In caso di malattia, oltre che al proprio stato di salute, occorre prestare attenzione anche alla protezione dei propri dati personali.

Certificato di malattia e protezione dei dati

Max è in malattia, non riesce a lavorare, ma nessuno gli sa indicare come e quando guarirà.

Viene quindi sballottato da un medico all’altro e da un ospedale all’altro e fa avere regolarmente i certificati medici al datore di lavoro, che non gli ha mai fatto particolari problemi, sin quando però gli comunica di voler sapere di cosa è ammalato e gli chiede di poter consultare gli atti medici. Max si chiede sino a che punto il datore di lavoro ha il diritto di farlo.
Una lavoratrice o un lavoratore deve annunciare immediatamente la propria incapacità al lavoro per malattia o infortunio. In linea di principio, sussiste anche l’obbligo di presentare un certificato medico sin dal primo giorno di incapacità, anche se spesso vengono convenute eccezioni.

▸ **MATERIALE PRESENTATO**

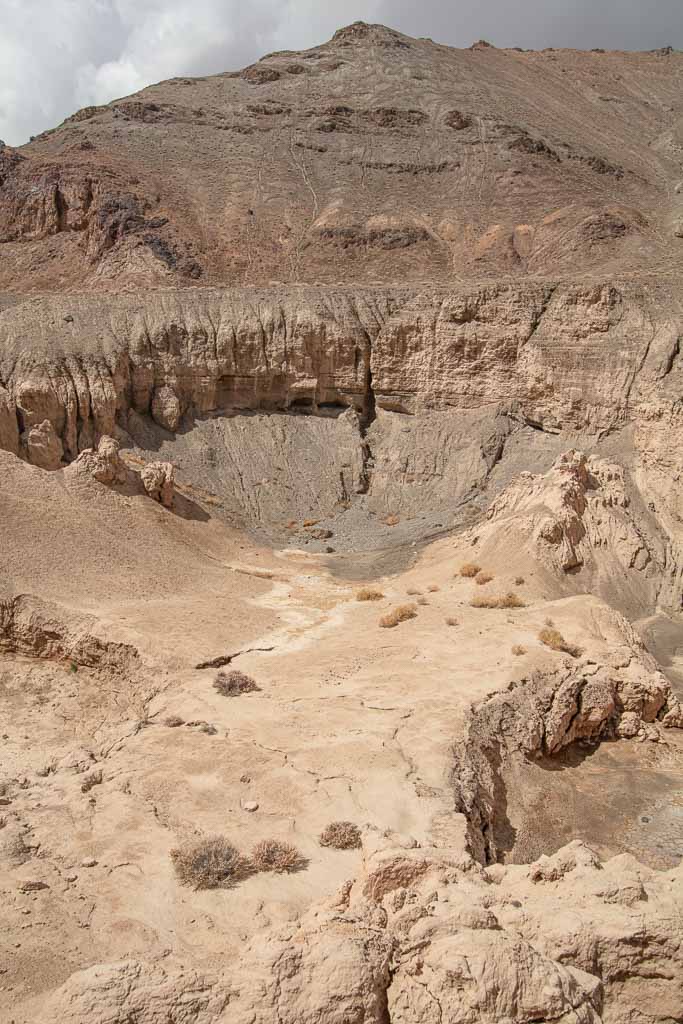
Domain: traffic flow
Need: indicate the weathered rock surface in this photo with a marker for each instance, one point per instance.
(308, 164)
(158, 479)
(564, 939)
(35, 628)
(102, 463)
(507, 338)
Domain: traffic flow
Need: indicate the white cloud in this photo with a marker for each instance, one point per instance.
(57, 55)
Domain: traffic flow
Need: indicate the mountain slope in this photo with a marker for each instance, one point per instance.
(372, 158)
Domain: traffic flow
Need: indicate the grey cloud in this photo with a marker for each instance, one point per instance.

▸ **COSA FARE**
Puoi trascrivere per intero, parola per parola, il testo sul certificato di malattia e la protezione dei dati? Attieniti esclusivamente al testo.

▸ **RISPOSTA**
In caso di malattia, oltre che al proprio stato di salute, occorre prestare attenzione anche alla protezione dei propri dati personali.

Certificato di malattia e protezione dei dati

Max è in malattia, non riesce a lavorare, ma nessuno gli sa indicare come e quando guarirà.

Viene quindi sballottato da un medico all’altro e da un ospedale all’altro e fa avere regolarmente i certificati medici al datore di lavoro, che non gli ha mai fatto particolari problemi, sin quando però gli comunica di voler sapere di cosa è ammalato e gli chiede di poter consultare gli atti medici. Max si chiede sino a che punto il datore di lavoro ha il diritto di farlo.
Una lavoratrice o un lavoratore deve annunciare immediatamente la propria incapacità al lavoro per malattia o infortunio. In linea di principio, sussiste anche l’obbligo di presentare un certificato medico sin dal primo giorno di incapacità, anche se spesso vengono convenute eccezioni.